───── DATA ─────

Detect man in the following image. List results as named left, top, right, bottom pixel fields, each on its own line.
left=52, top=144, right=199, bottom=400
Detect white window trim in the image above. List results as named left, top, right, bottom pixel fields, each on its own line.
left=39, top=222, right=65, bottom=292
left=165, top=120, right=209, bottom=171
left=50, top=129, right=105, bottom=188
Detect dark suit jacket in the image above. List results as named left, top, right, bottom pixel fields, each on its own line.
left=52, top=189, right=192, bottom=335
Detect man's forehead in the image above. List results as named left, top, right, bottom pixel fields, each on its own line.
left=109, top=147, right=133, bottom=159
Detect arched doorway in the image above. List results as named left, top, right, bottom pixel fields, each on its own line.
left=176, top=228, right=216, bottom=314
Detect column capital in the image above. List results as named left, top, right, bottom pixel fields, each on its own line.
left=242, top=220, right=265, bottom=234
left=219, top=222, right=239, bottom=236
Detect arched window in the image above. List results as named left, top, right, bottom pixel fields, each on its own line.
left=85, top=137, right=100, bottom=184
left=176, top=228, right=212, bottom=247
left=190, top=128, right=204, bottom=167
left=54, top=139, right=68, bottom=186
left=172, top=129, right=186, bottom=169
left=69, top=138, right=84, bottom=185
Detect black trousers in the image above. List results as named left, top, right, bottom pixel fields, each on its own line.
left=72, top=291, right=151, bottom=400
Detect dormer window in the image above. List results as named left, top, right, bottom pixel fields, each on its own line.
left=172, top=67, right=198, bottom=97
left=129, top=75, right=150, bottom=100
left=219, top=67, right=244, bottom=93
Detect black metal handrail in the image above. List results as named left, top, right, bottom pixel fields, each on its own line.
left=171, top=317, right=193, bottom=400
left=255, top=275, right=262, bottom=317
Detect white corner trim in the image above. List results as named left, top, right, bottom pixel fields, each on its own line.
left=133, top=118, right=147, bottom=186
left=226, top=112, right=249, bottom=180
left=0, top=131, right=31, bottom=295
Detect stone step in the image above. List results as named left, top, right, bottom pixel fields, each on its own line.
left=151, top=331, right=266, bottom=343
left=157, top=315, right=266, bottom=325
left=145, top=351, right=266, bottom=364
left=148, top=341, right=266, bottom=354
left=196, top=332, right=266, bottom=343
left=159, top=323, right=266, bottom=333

─────

_TASK PROMPT_: The answer should contain nothing except the lines from the one with "Detect black metal" to the end of the material above, each given again exactly.

_ANSWER SECTION_:
Detect black metal handrail in the image above. List results as named left, top, right, bottom pixel fields, each on its own line.
left=171, top=317, right=193, bottom=400
left=255, top=275, right=262, bottom=317
Detect white corner trim in the image above. List results as named left, top, right, bottom pixel fields, each on its own line.
left=133, top=118, right=147, bottom=186
left=226, top=112, right=249, bottom=180
left=0, top=131, right=31, bottom=295
Detect stone step in the image above. List results as named left, top, right, bottom pixel fields, each on its own line.
left=151, top=331, right=266, bottom=343
left=157, top=315, right=266, bottom=325
left=145, top=351, right=266, bottom=364
left=148, top=341, right=266, bottom=354
left=196, top=332, right=266, bottom=343
left=159, top=323, right=266, bottom=333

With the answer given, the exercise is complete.